= ACTIVITY =
Repeat each entry verbatim.

= DATA SECTION =
^^^^

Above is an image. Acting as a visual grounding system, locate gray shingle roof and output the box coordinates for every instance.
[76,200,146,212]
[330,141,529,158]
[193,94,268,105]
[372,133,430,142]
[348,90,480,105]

^^^^

= ANSWER BOX =
Above is an image. Acting as a visual grounding system, locate gray shingle roof and output the box coordinates for every instance.
[76,200,146,212]
[330,141,529,158]
[193,94,268,105]
[372,133,430,142]
[348,90,480,105]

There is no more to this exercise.